Data extracted from a collection
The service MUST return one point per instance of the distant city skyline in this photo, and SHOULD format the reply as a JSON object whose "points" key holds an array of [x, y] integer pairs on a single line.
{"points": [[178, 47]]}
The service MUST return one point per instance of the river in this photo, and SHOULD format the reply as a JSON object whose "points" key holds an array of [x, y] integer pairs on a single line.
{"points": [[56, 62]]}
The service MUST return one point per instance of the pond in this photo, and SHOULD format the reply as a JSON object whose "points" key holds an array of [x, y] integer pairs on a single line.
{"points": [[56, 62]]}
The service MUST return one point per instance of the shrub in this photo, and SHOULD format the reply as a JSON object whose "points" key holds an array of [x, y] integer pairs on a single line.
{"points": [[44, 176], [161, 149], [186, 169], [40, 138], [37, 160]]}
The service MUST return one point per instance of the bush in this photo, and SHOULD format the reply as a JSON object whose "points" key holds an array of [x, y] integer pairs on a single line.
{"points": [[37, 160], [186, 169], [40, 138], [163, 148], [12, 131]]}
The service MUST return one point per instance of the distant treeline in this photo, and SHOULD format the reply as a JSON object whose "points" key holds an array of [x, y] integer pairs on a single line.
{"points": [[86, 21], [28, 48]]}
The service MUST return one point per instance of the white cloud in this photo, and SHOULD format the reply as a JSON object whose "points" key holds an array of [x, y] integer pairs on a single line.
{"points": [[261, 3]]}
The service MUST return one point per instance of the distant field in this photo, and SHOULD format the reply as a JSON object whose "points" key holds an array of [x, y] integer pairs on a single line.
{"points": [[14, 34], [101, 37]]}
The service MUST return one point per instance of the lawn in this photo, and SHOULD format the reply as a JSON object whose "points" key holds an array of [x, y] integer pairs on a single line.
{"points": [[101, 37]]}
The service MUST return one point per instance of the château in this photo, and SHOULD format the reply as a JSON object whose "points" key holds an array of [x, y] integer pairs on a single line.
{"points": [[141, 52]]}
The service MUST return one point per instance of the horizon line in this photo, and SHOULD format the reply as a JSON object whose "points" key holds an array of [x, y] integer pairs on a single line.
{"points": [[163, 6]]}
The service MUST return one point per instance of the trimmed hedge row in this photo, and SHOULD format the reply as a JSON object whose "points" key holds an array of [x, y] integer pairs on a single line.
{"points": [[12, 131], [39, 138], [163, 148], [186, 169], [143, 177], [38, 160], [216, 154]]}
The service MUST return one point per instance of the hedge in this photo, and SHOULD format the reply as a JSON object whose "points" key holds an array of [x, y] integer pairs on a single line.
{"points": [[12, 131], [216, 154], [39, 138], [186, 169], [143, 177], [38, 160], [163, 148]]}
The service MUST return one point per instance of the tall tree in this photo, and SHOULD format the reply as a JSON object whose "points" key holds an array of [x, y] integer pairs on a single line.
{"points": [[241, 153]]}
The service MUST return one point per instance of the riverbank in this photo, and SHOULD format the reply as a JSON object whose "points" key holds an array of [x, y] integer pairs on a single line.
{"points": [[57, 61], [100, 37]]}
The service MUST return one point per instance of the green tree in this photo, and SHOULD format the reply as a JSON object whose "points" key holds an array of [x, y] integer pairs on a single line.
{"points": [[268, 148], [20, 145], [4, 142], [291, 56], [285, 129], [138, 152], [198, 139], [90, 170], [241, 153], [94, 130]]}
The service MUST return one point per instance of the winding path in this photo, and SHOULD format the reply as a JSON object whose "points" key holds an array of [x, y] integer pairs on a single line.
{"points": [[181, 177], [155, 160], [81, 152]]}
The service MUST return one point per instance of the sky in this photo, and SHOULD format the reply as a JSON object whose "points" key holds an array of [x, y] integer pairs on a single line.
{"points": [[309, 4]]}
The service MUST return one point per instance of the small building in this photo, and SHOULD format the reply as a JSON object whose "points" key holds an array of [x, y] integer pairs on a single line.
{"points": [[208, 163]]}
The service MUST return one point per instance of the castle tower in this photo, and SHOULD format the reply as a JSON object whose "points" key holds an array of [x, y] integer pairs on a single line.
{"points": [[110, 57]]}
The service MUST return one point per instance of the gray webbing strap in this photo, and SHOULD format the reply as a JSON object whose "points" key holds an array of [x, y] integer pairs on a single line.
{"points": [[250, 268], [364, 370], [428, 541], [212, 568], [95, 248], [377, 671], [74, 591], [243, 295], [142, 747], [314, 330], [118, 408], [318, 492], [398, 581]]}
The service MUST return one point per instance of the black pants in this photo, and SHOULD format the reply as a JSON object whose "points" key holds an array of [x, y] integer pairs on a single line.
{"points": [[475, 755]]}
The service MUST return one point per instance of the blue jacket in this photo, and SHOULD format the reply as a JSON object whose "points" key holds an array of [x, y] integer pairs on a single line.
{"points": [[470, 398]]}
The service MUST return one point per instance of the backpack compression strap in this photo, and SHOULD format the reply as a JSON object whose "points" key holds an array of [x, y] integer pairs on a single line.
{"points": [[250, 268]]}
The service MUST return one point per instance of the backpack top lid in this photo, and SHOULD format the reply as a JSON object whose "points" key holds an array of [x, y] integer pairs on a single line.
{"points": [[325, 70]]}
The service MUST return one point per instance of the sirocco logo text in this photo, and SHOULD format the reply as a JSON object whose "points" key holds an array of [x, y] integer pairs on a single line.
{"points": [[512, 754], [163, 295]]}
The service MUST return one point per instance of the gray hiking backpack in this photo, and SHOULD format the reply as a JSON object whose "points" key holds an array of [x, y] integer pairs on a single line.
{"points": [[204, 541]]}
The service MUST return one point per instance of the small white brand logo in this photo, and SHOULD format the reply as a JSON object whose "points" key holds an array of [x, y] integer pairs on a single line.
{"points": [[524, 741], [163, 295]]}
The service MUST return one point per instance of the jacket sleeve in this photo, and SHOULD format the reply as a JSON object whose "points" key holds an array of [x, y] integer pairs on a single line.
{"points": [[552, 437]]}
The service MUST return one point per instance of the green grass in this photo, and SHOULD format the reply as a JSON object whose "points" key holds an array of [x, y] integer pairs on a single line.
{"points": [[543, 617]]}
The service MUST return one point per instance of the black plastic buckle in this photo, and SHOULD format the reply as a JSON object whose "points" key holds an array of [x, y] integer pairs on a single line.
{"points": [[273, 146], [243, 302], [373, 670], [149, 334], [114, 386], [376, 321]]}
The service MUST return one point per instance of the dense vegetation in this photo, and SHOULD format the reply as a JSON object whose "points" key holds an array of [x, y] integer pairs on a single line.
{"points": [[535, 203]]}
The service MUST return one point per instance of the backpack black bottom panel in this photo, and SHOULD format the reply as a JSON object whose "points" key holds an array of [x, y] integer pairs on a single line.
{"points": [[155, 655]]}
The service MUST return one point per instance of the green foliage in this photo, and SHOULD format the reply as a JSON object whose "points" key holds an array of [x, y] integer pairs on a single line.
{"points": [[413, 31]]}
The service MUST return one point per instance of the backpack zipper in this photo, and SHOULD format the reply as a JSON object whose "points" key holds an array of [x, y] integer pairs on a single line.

Task to complete.
Copy out each record above exactly, leaving nothing out.

Output.
The service MUST return one point per instance of the distant city skyline in this photo, and SHOULD format the reply as a JSON object whose "points" key holds an array of [x, y] integer pairs on a single line.
{"points": [[178, 47]]}
The service MUST return one point per instance of the river in this photo, and SHOULD format the reply as a JSON object whose "points" key holds an array of [x, y] integer pairs on a single line.
{"points": [[56, 62]]}
The service MUST return one point per instance of the pond in this photo, and SHOULD format the reply as a JSON object whose "points" key holds an array of [x, y] integer pairs on a single line.
{"points": [[56, 62]]}
The service MUST return one point per instance of the shrub in this photo, and SHOULD format the reply as a JSON object whose "points" key holds an array of [x, y] integer pairs on a single line.
{"points": [[44, 176], [161, 149], [186, 169], [40, 138], [37, 160]]}
The service MUST return one point per instance of the bush in this photo, and SHOULD format the reply as a JSON object whose "points" key holds an array of [x, y] integer pairs on a single line.
{"points": [[37, 160], [186, 169], [40, 138], [163, 148], [12, 131]]}
The service MUST return one point per instance of the distant treeline in this photo, and SHOULD format the reply as a JSON object whose "points" key holds an array of [x, y] integer pairs on a single line.
{"points": [[86, 21], [28, 48]]}
The service MUST return one point per instance of the white cloud in this photo, and SHOULD format the reply as a JSON object whose "points" key holds an array of [x, y] integer pairs on a single line.
{"points": [[261, 3]]}
The service MUST return one point per instance of the distant field in this photo, and SHOULD format the reply as a JSON object whose "points" key holds an array of [x, y] integer pairs on a single line.
{"points": [[14, 34], [101, 37]]}
The service MUST return one point per instance of the lawn in this photo, and SHOULD format the reply as a JSON object whose "points" key holds an array of [x, y] integer pairs on a single line.
{"points": [[101, 37]]}
The service MUST return one point per instance of the château in this photo, and SHOULD format the reply as a JSON object whose "points" key holds an array of [x, y] integer pairs on a single line.
{"points": [[141, 52]]}
The service MUST return one point per instance of the horizon line in this photo, and SHOULD format the reply as a JSON object whose "points" key holds an array of [x, y] integer pairs on a single line.
{"points": [[163, 6]]}
The service MUST return one point per instance of the trimmed hedge row in this photo, and SHOULD format the reply as a JSON object whose "points" key holds an array of [x, y] integer pairs on a single line.
{"points": [[12, 131], [39, 138], [163, 148], [186, 169], [143, 177], [38, 160], [216, 154]]}
The service MUST return one point per instance of the hedge in this photo, and SHOULD format the reply as a JSON object whose "points" key holds an array of [x, y] integer pairs on a single line.
{"points": [[12, 131], [216, 154], [39, 138], [186, 169], [143, 177], [38, 160], [163, 148]]}
The service MUST return one point per instance of the tall tree in this photo, and SHOULD format the reply as a JSON object whose "points" key holds an array of [x, y] integer pairs on a single line.
{"points": [[241, 153]]}
The service MUST return one point per instance of the riverbank in this photo, and SHOULD format the reply as a JSON object whose "points" key holds an array of [x, y] integer pairs on a single line.
{"points": [[57, 61], [100, 37]]}
The service MUST return one point per instance of the green tree in this photo, and SHOULD format the reply as a JSON object whose "points" key holds an array of [x, y] integer pairs on a single line.
{"points": [[268, 148], [20, 145], [4, 142], [291, 56], [285, 129], [138, 152], [198, 139], [90, 170], [241, 153], [94, 130]]}
The service MUST return one point per instance of the winding path in this photo, and SHOULD format the reply as a JSON object whose "points" key holds an array of [x, y] integer pairs on a single line.
{"points": [[181, 177], [155, 160], [81, 152]]}
The service MUST return one point per instance of the sky in this photo, and SHOULD format the reply as a JSON object whose "points" key holds an array of [x, y] integer pairs on a single line.
{"points": [[309, 4]]}
The service MUST return one point per instance of the small building in this photo, and SHOULD format the reply as a JSON object whose "points" key holds an array of [x, y] integer pairs on a single line.
{"points": [[208, 163]]}
The service MUST return one point per instance of the castle tower in this photo, and SHOULD format the reply as a JSON object whose "points" key holds an array of [x, y] integer pairs on a single line.
{"points": [[110, 57]]}
The service MUST return one point per instance of the gray webbing strap in this photo, and SHOULD format the reply as a JSON object whose "points" key holds an array of [x, y] integer pairs on a single line.
{"points": [[250, 268], [364, 370], [428, 541], [212, 568], [95, 248], [377, 671], [74, 591], [243, 295], [142, 747], [314, 330], [118, 408], [318, 492], [398, 581]]}
The service MUST return one point per instance of the black pants in this photo, and SHOULD format the reply as a JSON object whose "points" key holds an array of [x, y] integer pairs on a single line.
{"points": [[475, 755]]}
The service MUST return one point per instance of the blue jacket in this photo, and SHOULD format the reply as a JSON object whose "points" key holds an array of [x, y] integer pairs on a single line.
{"points": [[470, 398]]}
The service MUST return one point per instance of the backpack compression strap in this photo, and SHOULD format the reply as a JSON object whose "points" key holds an array of [x, y] integer pairs on a single line.
{"points": [[250, 268]]}
The service MUST return one point per instance of the backpack top lid in this photo, and SHOULD format the reply as a JSON object whose "points" key holds an array of [x, y] integer pairs on a single line.
{"points": [[325, 70]]}
The service MUST return one point per instance of the sirocco logo text in this photo, and SHOULD format the reply as a JSON object whose "points" key holds an array of [x, y] integer pairs on a single line.
{"points": [[512, 754], [163, 295]]}
The service MUST return one point per instance of the gray hiking backpack in this photo, and SHOULD format the reply as a JSON object whose "points" key holds an array of [x, y] integer pairs on a single line.
{"points": [[204, 541]]}
The service MUST return one point per instance of the small white brand logo in this photo, and SHOULD format the reply as a JSON object whose "points" key holds an array of [x, y] integer pairs on a single line.
{"points": [[524, 741], [163, 295]]}
The service MUST return one point per instance of the jacket sleeve in this photo, and SHOULD format the reply as a JSON object whose "points" key holds an array of [x, y] integer pairs on a single line.
{"points": [[552, 437]]}
The service MUST return one point per instance of the green grass in this photo, and SHOULD format the reply as a JSON object whose "points" key holds an array of [x, y] integer pairs on a single line.
{"points": [[543, 617]]}
The service MUST return one point per instance of the black plastic buckle in this photo, and SHOULD format the reply as a JSON object whose "points" key holds an array of [x, y] integer pairs on a single line.
{"points": [[273, 146], [243, 302], [373, 670], [149, 334], [114, 386], [376, 321]]}
The service MUST return one point per instance of the dense vegetation in this photo, and SHOULD format the reply as a JSON object whose "points" key holds an array of [x, y] integer pairs on a single line.
{"points": [[535, 203]]}
The service MUST return one point per instance of the backpack black bottom panel in this photo, and SHOULD format the reply as a JSON object whose "points" key holds an array of [x, y] integer pairs on a single line.
{"points": [[155, 655]]}
The service MUST return one point per instance of the green foliage in this photo, and SHOULD format the reply as a JSON object whose "points" key holds an array of [x, y] integer pairs on a single line.
{"points": [[413, 31]]}
The service MUST return one point per instance of the backpack zipper in this photo, and SHOULD format the reply as a JSON object whose "points" key holds an array of [x, y] integer pairs on a single line.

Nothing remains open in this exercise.